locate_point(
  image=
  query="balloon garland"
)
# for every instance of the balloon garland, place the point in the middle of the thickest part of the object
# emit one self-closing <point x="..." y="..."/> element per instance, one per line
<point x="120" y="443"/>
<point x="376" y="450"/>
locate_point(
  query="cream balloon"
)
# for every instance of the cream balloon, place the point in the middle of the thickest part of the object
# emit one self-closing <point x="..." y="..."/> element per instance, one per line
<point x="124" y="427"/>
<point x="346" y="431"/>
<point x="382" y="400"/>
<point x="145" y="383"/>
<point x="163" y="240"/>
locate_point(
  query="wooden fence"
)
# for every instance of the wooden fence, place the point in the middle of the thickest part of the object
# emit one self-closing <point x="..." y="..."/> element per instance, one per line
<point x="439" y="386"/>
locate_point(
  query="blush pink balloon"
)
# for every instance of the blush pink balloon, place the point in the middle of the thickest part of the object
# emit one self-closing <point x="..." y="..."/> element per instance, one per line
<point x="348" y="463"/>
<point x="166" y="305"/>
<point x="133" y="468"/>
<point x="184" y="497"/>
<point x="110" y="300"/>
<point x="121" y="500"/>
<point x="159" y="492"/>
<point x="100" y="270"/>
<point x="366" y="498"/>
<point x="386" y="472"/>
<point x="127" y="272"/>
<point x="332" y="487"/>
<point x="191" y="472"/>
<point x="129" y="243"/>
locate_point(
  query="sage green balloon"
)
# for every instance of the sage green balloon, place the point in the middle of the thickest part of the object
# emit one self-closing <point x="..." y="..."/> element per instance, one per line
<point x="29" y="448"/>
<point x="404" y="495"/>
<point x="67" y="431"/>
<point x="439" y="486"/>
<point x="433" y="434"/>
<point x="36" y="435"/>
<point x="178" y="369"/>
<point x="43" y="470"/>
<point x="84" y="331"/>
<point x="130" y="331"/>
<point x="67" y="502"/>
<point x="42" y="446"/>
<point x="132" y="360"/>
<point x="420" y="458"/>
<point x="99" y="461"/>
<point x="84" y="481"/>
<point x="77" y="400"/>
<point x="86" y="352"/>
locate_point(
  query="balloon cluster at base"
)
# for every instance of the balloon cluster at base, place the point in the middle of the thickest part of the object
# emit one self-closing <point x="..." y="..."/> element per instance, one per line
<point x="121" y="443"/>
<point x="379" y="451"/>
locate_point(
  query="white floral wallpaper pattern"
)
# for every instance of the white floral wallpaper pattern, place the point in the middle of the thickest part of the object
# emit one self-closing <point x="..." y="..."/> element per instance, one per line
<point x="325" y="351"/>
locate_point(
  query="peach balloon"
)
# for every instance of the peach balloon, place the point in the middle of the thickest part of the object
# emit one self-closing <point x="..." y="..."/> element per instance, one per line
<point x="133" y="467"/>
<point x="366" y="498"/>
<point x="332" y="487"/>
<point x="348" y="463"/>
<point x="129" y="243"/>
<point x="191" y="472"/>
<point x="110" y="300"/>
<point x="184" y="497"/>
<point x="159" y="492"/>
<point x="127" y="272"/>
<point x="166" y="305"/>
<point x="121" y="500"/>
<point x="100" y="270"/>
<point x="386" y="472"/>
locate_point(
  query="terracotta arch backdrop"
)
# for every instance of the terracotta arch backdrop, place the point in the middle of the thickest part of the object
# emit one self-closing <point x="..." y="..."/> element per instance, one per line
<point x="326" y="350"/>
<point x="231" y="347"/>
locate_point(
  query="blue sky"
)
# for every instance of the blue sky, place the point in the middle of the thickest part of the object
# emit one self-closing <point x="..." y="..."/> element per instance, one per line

**Aim of the task**
Write out the data again, exactly and in full.

**Completed exercise**
locate_point(
  image=
  query="balloon garland"
)
# for every instance of the balloon garland, place the point in the middle of the thickest part of the object
# emit one self-closing <point x="..." y="..."/> element per instance, one per line
<point x="120" y="443"/>
<point x="376" y="450"/>
locate_point(
  query="cream balloon"
)
# for every instance of the cream balloon, place the point in the middle of the thickest part of the object
# emit one self-closing <point x="..." y="..."/> element per instance, one per line
<point x="124" y="427"/>
<point x="346" y="431"/>
<point x="382" y="400"/>
<point x="145" y="383"/>
<point x="163" y="240"/>
locate_point(
  query="wooden fence"
)
# for every instance of the wooden fence, place the point in the middle of the thickest part of the object
# emit one self-closing <point x="..." y="..."/> element per instance, one per line
<point x="439" y="386"/>
locate_point(
  query="blush pink balloon"
)
# for every instance of the blush pink balloon, place the point in the middle of the thickest part of the object
# emit one self-closing <point x="..." y="..."/> element per instance, one per line
<point x="348" y="463"/>
<point x="166" y="305"/>
<point x="133" y="468"/>
<point x="184" y="497"/>
<point x="110" y="300"/>
<point x="121" y="500"/>
<point x="159" y="492"/>
<point x="100" y="270"/>
<point x="366" y="498"/>
<point x="386" y="472"/>
<point x="127" y="272"/>
<point x="332" y="487"/>
<point x="191" y="472"/>
<point x="129" y="243"/>
locate_point(
  query="sage green balloon"
)
# for every instance of the sage green balloon, place the point in the middle of the thickest part of the object
# emit one self-closing <point x="..." y="..."/> element per instance, one per line
<point x="29" y="448"/>
<point x="404" y="495"/>
<point x="67" y="431"/>
<point x="439" y="486"/>
<point x="433" y="434"/>
<point x="36" y="435"/>
<point x="178" y="369"/>
<point x="43" y="470"/>
<point x="84" y="331"/>
<point x="130" y="331"/>
<point x="67" y="502"/>
<point x="42" y="446"/>
<point x="132" y="360"/>
<point x="420" y="458"/>
<point x="99" y="461"/>
<point x="84" y="481"/>
<point x="77" y="400"/>
<point x="86" y="352"/>
locate_point(
  query="balloon cluster at base"
)
# for every instance of the balloon cluster at base, place the point in the middle of the thickest part of the object
# emit one self-closing <point x="..." y="..."/> element per instance, one per line
<point x="121" y="443"/>
<point x="379" y="451"/>
locate_point(
  query="white floral wallpaper pattern"
)
# for every instance of the white floral wallpaper pattern, place the point in the middle of the thickest part of the object
# emit one self-closing <point x="..." y="..."/> element per instance, one per line
<point x="325" y="351"/>
locate_point(
  query="peach balloon"
)
# for every instance of the peach balloon, place the point in the middle of the thickest part of the object
# emit one self-closing <point x="..." y="..."/> element per instance, one per line
<point x="133" y="467"/>
<point x="366" y="498"/>
<point x="332" y="487"/>
<point x="348" y="463"/>
<point x="129" y="243"/>
<point x="191" y="472"/>
<point x="110" y="300"/>
<point x="184" y="497"/>
<point x="159" y="492"/>
<point x="127" y="272"/>
<point x="166" y="305"/>
<point x="121" y="500"/>
<point x="100" y="270"/>
<point x="386" y="472"/>
locate_point(
  query="terracotta arch backdrop"
)
# for every instance of the terracotta arch backdrop, place the point in the middle of the thickest part of the object
# emit one self-closing <point x="..." y="..."/> element per instance, one per line
<point x="326" y="350"/>
<point x="231" y="347"/>
locate_point(
  query="blue sky"
)
# for every instance of the blue sky, place the point in the middle of the thickest part of the object
# emit one self-closing <point x="..." y="..."/> element per instance, one per line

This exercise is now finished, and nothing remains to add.